- _WHAT YOU ARE ASKED TO DO_
Give the data below again exactly as written, but without the pictures.

□ □ □

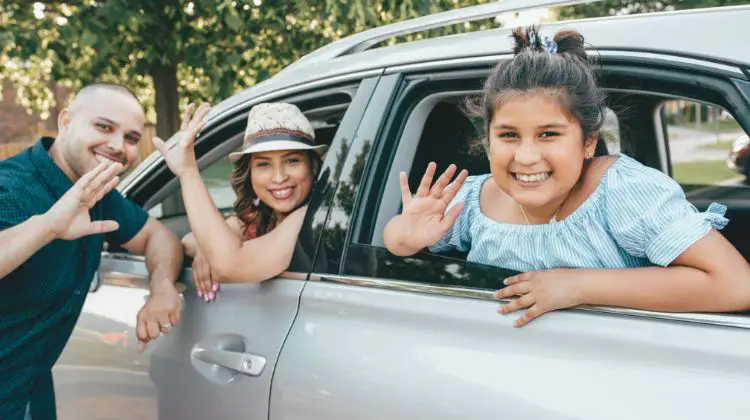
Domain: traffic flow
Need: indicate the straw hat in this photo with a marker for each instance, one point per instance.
(277, 126)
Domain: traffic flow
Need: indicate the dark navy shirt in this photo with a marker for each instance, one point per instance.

□ □ □

- _ANSWER FOR THIS EXERCISE_
Domain: traffic flow
Need: indicate the straw hat in this photo with a marker for each instance, one point per instance.
(277, 126)
Domain: traffic flow
Need: indicate the dark navy shirt in this photo with a marker for each instance, one point per instance.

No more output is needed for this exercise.